- _Your goal_
Reproduce every line of the listing below word for word.

-- START Entries provided --

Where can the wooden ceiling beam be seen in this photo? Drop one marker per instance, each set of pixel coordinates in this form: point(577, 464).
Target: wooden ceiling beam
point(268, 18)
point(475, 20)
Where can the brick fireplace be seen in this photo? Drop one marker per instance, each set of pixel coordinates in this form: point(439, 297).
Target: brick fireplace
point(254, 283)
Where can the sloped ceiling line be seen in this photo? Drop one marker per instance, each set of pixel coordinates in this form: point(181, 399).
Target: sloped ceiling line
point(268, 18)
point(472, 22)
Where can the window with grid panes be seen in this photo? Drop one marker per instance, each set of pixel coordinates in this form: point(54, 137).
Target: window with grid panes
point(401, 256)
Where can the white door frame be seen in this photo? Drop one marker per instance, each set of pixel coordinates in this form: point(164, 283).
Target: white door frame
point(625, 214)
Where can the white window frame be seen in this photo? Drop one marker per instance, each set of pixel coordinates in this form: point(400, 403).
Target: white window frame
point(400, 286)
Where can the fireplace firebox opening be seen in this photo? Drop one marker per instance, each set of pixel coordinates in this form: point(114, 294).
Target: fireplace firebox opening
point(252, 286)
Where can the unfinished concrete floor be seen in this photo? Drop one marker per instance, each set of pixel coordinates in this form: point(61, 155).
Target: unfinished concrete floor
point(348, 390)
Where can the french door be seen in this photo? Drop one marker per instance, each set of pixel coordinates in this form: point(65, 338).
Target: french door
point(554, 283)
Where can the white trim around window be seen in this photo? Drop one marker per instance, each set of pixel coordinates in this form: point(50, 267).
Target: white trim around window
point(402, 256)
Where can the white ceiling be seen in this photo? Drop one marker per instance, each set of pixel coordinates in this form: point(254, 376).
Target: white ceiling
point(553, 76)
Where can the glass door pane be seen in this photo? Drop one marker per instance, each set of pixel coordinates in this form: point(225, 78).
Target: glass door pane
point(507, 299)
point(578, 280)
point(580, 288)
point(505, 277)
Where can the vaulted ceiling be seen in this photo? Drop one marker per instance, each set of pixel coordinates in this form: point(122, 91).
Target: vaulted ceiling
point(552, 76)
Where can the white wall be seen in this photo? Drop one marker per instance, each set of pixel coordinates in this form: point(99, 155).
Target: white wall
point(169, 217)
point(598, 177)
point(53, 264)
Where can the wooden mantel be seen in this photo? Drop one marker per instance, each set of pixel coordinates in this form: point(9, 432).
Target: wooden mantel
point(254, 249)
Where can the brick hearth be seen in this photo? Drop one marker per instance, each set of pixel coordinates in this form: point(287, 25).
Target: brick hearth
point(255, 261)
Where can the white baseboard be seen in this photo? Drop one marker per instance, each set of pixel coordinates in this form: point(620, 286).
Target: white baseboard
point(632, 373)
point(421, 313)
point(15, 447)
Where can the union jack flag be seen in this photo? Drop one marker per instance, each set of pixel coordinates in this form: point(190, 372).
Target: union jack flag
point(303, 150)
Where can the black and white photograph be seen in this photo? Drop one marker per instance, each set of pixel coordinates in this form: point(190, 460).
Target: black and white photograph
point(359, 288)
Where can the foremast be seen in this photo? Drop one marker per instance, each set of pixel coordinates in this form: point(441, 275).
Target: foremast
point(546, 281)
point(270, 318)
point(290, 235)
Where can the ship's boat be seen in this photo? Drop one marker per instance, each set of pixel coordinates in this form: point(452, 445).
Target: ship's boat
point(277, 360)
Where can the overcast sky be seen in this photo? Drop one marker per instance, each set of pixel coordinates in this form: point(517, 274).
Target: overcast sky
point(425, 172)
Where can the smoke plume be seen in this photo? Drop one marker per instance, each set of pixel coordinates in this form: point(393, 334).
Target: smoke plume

-- END Entries provided --

- _Exercise response_
Where can the wooden ceiling beam be seen in this photo? Drop one marker per instance, each set of pixel coordinates in this form: point(577, 464).
Target: wooden ceiling beam
point(268, 18)
point(475, 20)
Where can the brick fireplace be seen in this photo? Drop one marker per instance, each set of pixel coordinates in this form: point(439, 297).
Target: brick fireplace
point(254, 283)
Where can the sloped ceiling line be seen in this photo? Drop one marker per instance, each set of pixel coordinates in this form: point(181, 399).
Target: sloped ceiling line
point(268, 18)
point(472, 22)
Where can the window with grid panes be seen in this photo? Drop one marker per instance, each set of pixel coordinates in this form: point(54, 137).
Target: window with grid panes
point(401, 256)
Where can the white door frame be seen in this photo? Drop one marker per instance, each set of pixel coordinates in this form: point(164, 283).
Target: white door frame
point(625, 214)
Where can the white window frame be seen in this photo? Drop one marker per instance, each set of pixel coordinates in this form: point(400, 403).
Target: white window frame
point(400, 286)
Where can the fireplace firebox opening be seen in this photo? Drop one marker per instance, each set of pixel coordinates in this form: point(114, 294).
Target: fireplace firebox opening
point(252, 286)
Where can the unfinished concrete floor be seen in this photo? Drop one marker per instance, each set of pixel coordinates in this form: point(61, 155).
Target: unfinished concrete floor
point(348, 390)
Where can the french door be seen in this photo? Drop one marker per instance, each set of pixel coordinates in this form: point(65, 338).
Target: french door
point(554, 283)
Where can the white trim around window be seen in this photo? Drop one marker per instance, each set of pixel coordinates in this form: point(50, 267).
Target: white trim around window
point(402, 256)
Where can the white ceiling be seen in this photo? Drop one marker per instance, each set of pixel coordinates in this form: point(254, 376).
Target: white ceiling
point(553, 76)
Where can the glass door pane be seen in this photo? Drop one marker per instance, each set of pixel coordinates in this form: point(225, 78).
Target: glass door pane
point(507, 299)
point(578, 280)
point(580, 288)
point(505, 277)
Where can the vaulted ceiling be seen in this photo? Drop one marker per instance, each set of pixel coordinates in this form: point(122, 91).
Target: vaulted ceiling
point(552, 76)
Where can the white wall be seen in this photo? Drop one marker per instance, each set of pixel coordinates in this form: point(99, 155).
Target: white wall
point(169, 217)
point(598, 177)
point(53, 264)
Where can the wooden mantel be seen in this photo? Drop one marker per instance, each set of pixel coordinates in this form: point(9, 432).
Target: wooden mantel
point(254, 249)
Where can the brick hearth be seen in this photo? Drop one marker per instance, each set of pixel coordinates in this form: point(287, 25).
Target: brick hearth
point(255, 261)
Where can the white baseboard be seen in this photo? Drop one marker per instance, each set of pixel coordinates in this form: point(620, 286).
Target: white baseboard
point(632, 373)
point(421, 313)
point(15, 447)
Where can the union jack flag be seen in this photo? Drop one marker per instance, each set of pixel coordinates in this form: point(190, 372).
Target: union jack flag
point(303, 150)
Where can the black and white photograph be seen in this photo? Drop one marker per instance, each set of pixel coordinates in this form: point(190, 460).
Target: black and white photograph
point(359, 288)
Where can the foremast be seen in this photo? Drop one marker per instance, each set of pixel coordinates in this form: point(441, 275).
Target: foremast
point(546, 281)
point(270, 318)
point(290, 235)
Where can the ship's boat be seen in this photo? Drop one marker per instance, each set of pixel coordinates in this form: point(452, 445).
Target: ship's boat
point(277, 360)
Where can the overcast sky be seen in this photo? Drop one marker per instance, each set of pixel coordinates in this form: point(517, 274).
Target: overcast sky
point(425, 172)
Where can the smoke plume be seen in this photo? Drop one marker per instance, each set of pixel coordinates in this form: point(393, 334).
Target: smoke plume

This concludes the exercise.